**Extract provided**.
More UK men given access to abiraterone
Even more men are set to benefit from the prostate cancer drug abiraterone after it was approved for NHS use in Northern Ireland.
Abiraterone, which was discovered at the ICR, was earlier this year recommended by NICE for NHS patients with advanced prostate cancer in England and Wales.
The Northern Ireland Executive reviewed NICE’s guidance for its applicability to local men and announced in July that it “fully endorsed” the decision.
Professor Alan Ashworth, Chief Executive of The Institute of Cancer Research, welcomed abiraterone’s inclusion on the NHS.
“It should extend the lives of thousands of men each year, and is an excellent example of how lab research can bring real benefits for patients. Abiraterone is also a true British success story, discovered here at The Institute of Cancer Research, and demonstrating how this country’s not-for-profit organisations can work in partnership with the pharmaceutical industry to turn theoretical concepts into drugs,” he said.

**Data excerpts**.
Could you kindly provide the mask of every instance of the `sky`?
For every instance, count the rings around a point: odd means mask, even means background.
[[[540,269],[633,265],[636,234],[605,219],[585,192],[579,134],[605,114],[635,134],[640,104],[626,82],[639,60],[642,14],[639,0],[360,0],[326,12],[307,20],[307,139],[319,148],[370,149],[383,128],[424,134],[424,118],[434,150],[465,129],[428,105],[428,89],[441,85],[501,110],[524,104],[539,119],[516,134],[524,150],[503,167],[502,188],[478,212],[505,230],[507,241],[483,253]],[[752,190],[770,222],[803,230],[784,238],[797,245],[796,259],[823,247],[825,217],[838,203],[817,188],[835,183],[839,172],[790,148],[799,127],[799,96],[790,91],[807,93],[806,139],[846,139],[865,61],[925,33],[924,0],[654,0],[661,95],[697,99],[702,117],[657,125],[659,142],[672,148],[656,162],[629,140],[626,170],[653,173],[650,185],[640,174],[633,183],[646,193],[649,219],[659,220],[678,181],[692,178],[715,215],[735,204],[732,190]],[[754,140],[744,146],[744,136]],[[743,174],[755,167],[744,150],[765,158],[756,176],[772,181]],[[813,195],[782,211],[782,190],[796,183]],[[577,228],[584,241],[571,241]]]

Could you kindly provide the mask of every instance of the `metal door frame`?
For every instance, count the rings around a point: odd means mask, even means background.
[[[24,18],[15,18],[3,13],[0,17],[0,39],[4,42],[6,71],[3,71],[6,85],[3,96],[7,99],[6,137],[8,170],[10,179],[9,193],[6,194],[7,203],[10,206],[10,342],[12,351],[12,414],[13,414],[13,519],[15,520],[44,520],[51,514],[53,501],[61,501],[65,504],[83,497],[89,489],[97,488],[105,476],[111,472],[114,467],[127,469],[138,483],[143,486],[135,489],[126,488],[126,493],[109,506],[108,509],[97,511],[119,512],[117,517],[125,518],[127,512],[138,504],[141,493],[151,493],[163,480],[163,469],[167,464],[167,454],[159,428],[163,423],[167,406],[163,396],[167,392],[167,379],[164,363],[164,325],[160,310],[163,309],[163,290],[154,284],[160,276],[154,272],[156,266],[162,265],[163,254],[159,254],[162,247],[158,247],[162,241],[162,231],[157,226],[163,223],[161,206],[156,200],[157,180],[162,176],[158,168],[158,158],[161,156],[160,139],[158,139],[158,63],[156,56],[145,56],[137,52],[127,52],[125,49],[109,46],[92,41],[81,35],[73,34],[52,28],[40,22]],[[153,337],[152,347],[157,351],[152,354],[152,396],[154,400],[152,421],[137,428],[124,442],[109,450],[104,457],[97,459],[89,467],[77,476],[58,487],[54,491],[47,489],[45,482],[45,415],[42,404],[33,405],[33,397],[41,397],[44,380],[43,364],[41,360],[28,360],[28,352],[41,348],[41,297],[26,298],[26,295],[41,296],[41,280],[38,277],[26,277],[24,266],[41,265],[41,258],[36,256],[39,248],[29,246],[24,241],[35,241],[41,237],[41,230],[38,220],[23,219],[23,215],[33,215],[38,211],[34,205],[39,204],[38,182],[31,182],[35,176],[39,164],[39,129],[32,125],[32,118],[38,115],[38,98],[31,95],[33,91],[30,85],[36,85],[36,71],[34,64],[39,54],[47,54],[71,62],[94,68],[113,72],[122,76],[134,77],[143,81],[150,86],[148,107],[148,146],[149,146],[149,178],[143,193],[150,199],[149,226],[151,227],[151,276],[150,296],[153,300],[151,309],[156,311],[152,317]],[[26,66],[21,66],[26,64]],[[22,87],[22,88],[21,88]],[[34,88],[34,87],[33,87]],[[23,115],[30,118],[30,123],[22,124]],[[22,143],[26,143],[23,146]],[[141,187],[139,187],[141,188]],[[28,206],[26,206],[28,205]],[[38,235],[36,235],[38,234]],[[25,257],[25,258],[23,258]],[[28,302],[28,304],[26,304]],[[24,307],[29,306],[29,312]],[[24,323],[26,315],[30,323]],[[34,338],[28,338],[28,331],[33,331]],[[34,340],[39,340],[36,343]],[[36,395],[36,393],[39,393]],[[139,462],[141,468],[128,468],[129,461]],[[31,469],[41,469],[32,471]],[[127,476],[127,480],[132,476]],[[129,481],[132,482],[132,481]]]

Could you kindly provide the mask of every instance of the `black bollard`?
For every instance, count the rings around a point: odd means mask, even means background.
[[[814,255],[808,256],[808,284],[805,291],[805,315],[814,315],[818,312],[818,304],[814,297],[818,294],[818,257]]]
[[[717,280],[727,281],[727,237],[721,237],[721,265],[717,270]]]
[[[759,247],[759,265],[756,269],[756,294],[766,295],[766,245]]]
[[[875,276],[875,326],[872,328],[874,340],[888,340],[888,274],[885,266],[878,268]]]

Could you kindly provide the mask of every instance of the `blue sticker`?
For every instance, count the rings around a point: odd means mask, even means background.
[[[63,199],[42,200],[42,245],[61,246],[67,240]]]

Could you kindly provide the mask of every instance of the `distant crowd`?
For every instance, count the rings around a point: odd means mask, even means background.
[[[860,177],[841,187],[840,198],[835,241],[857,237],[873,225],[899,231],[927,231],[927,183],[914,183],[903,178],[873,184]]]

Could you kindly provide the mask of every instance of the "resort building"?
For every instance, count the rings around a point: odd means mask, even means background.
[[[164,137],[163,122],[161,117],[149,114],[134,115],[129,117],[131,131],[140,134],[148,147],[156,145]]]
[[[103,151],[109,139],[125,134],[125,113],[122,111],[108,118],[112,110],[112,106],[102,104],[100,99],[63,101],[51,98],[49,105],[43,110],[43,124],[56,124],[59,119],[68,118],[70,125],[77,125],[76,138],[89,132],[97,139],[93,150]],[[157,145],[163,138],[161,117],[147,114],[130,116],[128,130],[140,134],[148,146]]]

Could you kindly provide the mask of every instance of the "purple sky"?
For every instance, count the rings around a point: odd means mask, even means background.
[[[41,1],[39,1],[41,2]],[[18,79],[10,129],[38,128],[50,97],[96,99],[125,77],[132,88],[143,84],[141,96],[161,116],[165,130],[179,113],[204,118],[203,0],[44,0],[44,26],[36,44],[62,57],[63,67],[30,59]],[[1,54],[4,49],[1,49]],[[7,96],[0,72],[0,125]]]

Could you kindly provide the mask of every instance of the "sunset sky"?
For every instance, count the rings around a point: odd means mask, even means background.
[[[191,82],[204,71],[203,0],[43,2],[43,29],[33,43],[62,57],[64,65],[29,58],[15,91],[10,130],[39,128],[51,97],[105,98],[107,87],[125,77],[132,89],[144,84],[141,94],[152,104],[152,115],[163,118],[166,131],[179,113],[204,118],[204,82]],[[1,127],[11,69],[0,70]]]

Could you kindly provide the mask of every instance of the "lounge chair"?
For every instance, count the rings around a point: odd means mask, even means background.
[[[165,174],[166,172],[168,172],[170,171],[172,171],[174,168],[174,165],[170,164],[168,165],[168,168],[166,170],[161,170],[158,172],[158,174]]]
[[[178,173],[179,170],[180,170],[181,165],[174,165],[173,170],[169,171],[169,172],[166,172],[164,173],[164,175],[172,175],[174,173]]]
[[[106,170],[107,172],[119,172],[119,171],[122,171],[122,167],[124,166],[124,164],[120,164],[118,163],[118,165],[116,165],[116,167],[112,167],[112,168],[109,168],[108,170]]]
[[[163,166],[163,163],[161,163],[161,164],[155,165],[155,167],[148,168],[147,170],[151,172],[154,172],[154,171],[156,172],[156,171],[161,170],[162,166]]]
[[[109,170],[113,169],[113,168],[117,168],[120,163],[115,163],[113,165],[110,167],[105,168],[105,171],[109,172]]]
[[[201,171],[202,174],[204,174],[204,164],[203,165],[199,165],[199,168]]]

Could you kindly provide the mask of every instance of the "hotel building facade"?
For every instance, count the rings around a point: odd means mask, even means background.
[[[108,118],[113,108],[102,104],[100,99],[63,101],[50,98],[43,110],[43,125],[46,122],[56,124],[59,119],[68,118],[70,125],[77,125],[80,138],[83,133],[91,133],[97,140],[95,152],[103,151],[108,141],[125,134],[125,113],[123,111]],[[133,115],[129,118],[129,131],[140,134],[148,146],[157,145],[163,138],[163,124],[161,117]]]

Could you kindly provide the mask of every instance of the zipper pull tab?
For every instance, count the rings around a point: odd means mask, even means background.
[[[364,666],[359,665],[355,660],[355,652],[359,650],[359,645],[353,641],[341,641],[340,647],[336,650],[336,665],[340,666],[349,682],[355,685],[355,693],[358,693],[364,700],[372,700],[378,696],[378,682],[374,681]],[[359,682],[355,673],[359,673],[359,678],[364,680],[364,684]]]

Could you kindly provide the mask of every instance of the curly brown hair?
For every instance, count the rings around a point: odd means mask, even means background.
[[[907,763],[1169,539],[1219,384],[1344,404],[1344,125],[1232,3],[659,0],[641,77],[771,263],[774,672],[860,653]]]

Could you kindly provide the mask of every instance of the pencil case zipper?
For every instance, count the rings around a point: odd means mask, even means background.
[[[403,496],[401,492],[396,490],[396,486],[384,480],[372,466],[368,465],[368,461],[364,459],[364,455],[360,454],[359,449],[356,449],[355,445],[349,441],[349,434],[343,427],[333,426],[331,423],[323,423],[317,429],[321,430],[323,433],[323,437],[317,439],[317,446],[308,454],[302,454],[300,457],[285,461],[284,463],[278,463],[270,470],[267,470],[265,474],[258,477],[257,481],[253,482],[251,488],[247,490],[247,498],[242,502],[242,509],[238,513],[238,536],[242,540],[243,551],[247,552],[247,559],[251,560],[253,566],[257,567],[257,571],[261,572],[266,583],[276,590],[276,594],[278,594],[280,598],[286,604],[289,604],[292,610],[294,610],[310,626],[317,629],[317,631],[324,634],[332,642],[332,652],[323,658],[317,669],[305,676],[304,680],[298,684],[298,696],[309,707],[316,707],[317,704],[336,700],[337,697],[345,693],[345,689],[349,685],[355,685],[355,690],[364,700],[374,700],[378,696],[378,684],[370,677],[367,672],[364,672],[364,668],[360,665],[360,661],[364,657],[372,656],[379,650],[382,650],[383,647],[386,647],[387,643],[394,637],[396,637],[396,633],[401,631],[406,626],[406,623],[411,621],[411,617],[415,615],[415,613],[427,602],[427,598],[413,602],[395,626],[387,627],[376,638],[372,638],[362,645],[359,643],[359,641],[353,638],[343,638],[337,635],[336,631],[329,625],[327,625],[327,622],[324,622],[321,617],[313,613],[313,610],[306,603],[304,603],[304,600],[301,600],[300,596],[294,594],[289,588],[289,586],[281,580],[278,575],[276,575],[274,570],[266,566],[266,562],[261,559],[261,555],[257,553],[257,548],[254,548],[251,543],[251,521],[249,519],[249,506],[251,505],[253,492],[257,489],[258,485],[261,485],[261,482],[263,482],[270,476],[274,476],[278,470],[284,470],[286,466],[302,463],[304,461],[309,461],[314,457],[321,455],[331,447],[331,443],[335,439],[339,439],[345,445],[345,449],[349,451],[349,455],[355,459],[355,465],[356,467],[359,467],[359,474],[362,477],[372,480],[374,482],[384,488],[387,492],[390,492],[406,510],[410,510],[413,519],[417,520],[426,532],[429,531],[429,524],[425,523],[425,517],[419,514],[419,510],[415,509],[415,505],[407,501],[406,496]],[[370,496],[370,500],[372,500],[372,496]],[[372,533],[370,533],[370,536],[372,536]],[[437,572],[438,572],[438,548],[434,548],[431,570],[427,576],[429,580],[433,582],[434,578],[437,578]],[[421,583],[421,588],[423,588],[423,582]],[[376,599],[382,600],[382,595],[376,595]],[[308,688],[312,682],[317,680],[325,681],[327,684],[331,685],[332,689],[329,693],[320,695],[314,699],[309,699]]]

**Things to do**.
A) Using the article about abiraterone, answer these questions:
(i) At which institution was abiraterone discovered?
(ii) In which month did the Northern Ireland Executive announce that it endorsed NICE's decision?
(iii) Who is the Chief Executive of The Institute of Cancer Research?
B) Reproduce the part of the article about abiraterone that opens with the words containing "Abiraterone, which was" and closes with "England and Wales.".

**Answers for the tasks**.
A)
(i) The Institute of Cancer Research (the ICR)
(ii) July
(iii) Professor Alan Ashworth

B)
Abiraterone, which was discovered at the ICR, was earlier this year recommended by NICE for NHS patients with advanced prostate cancer in England and Wales.